──────── Textauszug ────────
22.12.2020
Beschleunigte Bahn-Verbindung wirft Fragen auf
Eine Panne beim Fahrplanwechsel der Bahn sorgte Mitte Dezember für viel Spott: Wegen einer fehlerhaft gestellten Weiche wurde der Premierenzug der frisch elektrifizierten Verbindung München – Lindau – Zürich auf ein nicht elektrifiziertes Bahnsteiggleis geschickt. Die Oberleitung nahm Schaden, der Zugbetrieb musste eingestellt werden.
Was in der Berichterstattung vergessen wurde ist das, was noch symptomatischer ist für die deutsche Bahnpolitik:
- Die Elektrifizierung der Verbindung war bereits 1996 in Einvernehmen mit der Schweiz vereinbart worden Dennoch hat es sage und schreibe 24 Jahre bis zu Fertigstellung gebraucht!
- Weshalb wurden in Hergatz nicht alle Gleise elektrifiziert und mit entsprechenden Weichenverbindungen für eine größere betriebliche Flexibilität gesorgt?
────────
Aufgabe A
Zitieren Sie aus dem Text über die Bahnverbindung München – Lindau – Zürich wörtlich alles von „Was in der Berichterstattung“ bis hinunter zu „zu Fertigstellung gebraucht!“.
Aufgabe B
Schreiben Sie den Text über die Elektrifizierung der Strecke München – Lindau – Zürich im Anschluss an seinen letzten Satz weiter.
──────── Erfasste Daten ────────
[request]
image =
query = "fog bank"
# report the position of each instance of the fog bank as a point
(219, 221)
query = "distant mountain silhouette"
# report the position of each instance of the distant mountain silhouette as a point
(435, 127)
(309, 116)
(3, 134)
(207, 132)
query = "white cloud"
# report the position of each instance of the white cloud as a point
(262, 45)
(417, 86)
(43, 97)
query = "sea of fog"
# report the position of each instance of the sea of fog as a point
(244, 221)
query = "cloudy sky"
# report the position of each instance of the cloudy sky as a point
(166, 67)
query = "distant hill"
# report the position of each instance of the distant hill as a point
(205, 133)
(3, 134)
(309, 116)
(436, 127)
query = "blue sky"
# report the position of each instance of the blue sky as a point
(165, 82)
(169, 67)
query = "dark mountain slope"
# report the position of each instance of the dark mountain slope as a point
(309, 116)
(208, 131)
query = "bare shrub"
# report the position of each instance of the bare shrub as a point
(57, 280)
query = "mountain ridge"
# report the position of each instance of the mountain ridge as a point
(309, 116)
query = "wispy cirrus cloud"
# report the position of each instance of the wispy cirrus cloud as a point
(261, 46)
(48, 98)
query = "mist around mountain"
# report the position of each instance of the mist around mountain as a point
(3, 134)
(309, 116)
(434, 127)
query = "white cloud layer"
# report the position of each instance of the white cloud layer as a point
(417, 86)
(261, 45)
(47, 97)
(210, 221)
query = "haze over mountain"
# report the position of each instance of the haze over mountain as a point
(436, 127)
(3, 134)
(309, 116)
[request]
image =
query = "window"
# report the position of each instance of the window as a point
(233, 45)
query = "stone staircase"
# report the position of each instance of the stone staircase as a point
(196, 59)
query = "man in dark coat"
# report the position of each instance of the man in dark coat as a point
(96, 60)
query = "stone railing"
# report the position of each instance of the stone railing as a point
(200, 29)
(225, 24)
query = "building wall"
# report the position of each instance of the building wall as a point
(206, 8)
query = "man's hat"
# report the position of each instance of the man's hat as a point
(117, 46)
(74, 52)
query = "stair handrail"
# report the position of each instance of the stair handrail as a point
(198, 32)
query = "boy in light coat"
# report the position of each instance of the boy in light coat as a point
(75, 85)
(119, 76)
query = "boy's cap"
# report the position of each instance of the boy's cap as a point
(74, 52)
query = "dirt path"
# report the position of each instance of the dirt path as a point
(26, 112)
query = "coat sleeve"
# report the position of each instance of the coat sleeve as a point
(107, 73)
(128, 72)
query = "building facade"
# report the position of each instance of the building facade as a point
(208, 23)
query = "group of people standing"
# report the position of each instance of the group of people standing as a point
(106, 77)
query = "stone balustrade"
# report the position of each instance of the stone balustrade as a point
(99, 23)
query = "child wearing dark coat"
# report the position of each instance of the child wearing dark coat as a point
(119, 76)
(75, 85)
────────
Lösung A
Was in der Berichterstattung vergessen wurde ist das, was noch symptomatischer ist für die deutsche Bahnpolitik:
- Die Elektrifizierung der Verbindung war bereits 1996 in Einvernehmen mit der Schweiz vereinbart worden Dennoch hat es sage und schreibe 24 Jahre bis zu Fertigstellung gebraucht!

Lösung B
- Die Tatsache, dass die Deutsche Bahn über keine für diese Strecke geeigneten Fahrzeuge (mit Neigetechnik!) verfügt macht deutlich, dass für Deutschland die Zukunft der Neigetechnik endlich mal grundsätzlich geklärt werden muss.[1]
- Die Führung der Züge über Lindau, Bregenz und St. Gallen durch überwiegend Schweizer Gebiet ist ein Sinnbild für die unzureichenden Investitionen in die Eisenbahn auf der deutschen Seite des Bodensees. Potenzielle Verbindungen nördlich des Bodensees nach Zürich wären fast identisch lang – aber weniger leistungsfähig, nicht elektrifiziert und würden mehr Fahrzeit beanspruchen.
Das, was gestern gefeiert wurde und in einem Jahr, wenn der neue Bahnknoten Lindau in Betrieb geht und sich die Fahrzeit auf der Strecke um eine weitere halbe Stunde verkürzen wird, nochmal gefeiert wird, brachte/bringt der Bahn einige gute Entwicklungen. Aber weshalb muss das bei uns immer alles so halbherzig gehen und so lange dauern? Der Vergleich zwischen Deutschland und der Schweiz schmerzt manchmal …
[1] Zum Einsatz kommen Schweizer Züge des Typs „Astoro“.